***** Items
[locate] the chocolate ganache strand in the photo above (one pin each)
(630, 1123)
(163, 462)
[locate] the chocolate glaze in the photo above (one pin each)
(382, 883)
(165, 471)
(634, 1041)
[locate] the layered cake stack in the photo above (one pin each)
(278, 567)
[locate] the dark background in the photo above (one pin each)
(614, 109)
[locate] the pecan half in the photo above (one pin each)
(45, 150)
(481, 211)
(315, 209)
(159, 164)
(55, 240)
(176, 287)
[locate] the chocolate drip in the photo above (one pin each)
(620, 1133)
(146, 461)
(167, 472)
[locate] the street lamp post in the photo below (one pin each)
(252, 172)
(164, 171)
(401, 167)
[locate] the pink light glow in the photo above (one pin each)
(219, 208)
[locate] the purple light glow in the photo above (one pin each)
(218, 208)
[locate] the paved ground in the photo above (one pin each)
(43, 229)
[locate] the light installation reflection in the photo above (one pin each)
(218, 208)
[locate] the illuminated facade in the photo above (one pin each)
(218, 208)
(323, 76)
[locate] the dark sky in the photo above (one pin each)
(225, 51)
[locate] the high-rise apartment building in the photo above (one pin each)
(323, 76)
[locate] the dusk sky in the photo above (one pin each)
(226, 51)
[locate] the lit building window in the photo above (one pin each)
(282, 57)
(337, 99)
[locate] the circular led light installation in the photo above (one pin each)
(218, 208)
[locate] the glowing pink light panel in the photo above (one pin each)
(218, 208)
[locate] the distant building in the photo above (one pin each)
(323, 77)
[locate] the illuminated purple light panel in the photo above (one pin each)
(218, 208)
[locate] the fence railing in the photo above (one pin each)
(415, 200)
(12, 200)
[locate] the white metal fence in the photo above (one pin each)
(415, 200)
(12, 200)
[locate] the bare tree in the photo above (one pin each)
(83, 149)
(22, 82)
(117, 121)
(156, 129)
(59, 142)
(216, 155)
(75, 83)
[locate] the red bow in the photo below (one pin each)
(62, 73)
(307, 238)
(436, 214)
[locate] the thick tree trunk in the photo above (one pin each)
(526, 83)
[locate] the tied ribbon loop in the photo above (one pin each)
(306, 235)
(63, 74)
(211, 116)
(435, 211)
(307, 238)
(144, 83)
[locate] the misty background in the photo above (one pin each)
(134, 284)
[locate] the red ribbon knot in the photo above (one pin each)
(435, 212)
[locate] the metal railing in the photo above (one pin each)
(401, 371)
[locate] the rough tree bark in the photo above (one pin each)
**********
→ **Exercise task**:
Copy every one of the entries above word for word, in the same order.

→ **Exercise answer**:
[locate] the chocolate ganache strand in the photo above (one pin each)
(630, 1123)
(163, 462)
[locate] the chocolate glaze in the photo above (one pin each)
(382, 883)
(165, 471)
(634, 1041)
[locate] the layered cake stack in the photo above (one pin each)
(278, 567)
[locate] the dark background in the photo above (one pin each)
(614, 109)
[locate] the pecan half in the photo above (one pin each)
(45, 150)
(481, 211)
(315, 209)
(159, 164)
(55, 240)
(176, 287)
[locate] the chocolate drip in the photo above (one pin each)
(620, 1133)
(146, 461)
(167, 472)
[locate] the street lamp post in the photo below (one pin each)
(252, 172)
(164, 171)
(401, 167)
[locate] the pink light glow in the photo above (one pin each)
(219, 208)
[locate] the purple light glow in the photo above (one pin each)
(218, 208)
[locate] the paved ground in the photo above (one pin each)
(43, 229)
[locate] the light installation reflection in the photo above (one pin each)
(218, 208)
[locate] the illuminated facade in the photo above (one pin each)
(218, 208)
(323, 76)
[locate] the dark sky in the photo above (one pin each)
(225, 51)
[locate] the high-rise apartment building in the photo above (one pin each)
(323, 76)
[locate] the dusk sky in the photo above (one pin each)
(226, 51)
[locate] the lit building window in the photo above (one pin each)
(282, 57)
(337, 99)
[locate] the circular led light installation in the photo above (one pin each)
(218, 208)
[locate] the glowing pink light panel in the photo above (one pin each)
(218, 208)
[locate] the distant building in the photo above (one pin each)
(323, 77)
[locate] the illuminated purple light panel in the photo above (one pin each)
(218, 208)
[locate] the fence railing in the photo above (one pin each)
(415, 200)
(12, 200)
[locate] the white metal fence in the photo above (one pin each)
(415, 200)
(12, 200)
[locate] the bare tree in the photo above (one pin each)
(83, 149)
(22, 82)
(117, 121)
(156, 129)
(59, 142)
(216, 155)
(75, 83)
[locate] the red bow in the photo below (one pin each)
(62, 73)
(307, 238)
(436, 214)
[locate] the thick tree trunk in the photo above (one pin each)
(526, 83)
[locate] the tied ribbon loop in the photo above (one pin each)
(306, 235)
(63, 74)
(211, 116)
(435, 211)
(307, 238)
(144, 83)
[locate] the misty background in the photo above (one pin each)
(134, 284)
[locate] the red ribbon knot in the photo above (one pin each)
(435, 212)
[locate] the metal railing in the photo above (one pin each)
(401, 371)
[locate] the rough tree bark in the photo above (one pin each)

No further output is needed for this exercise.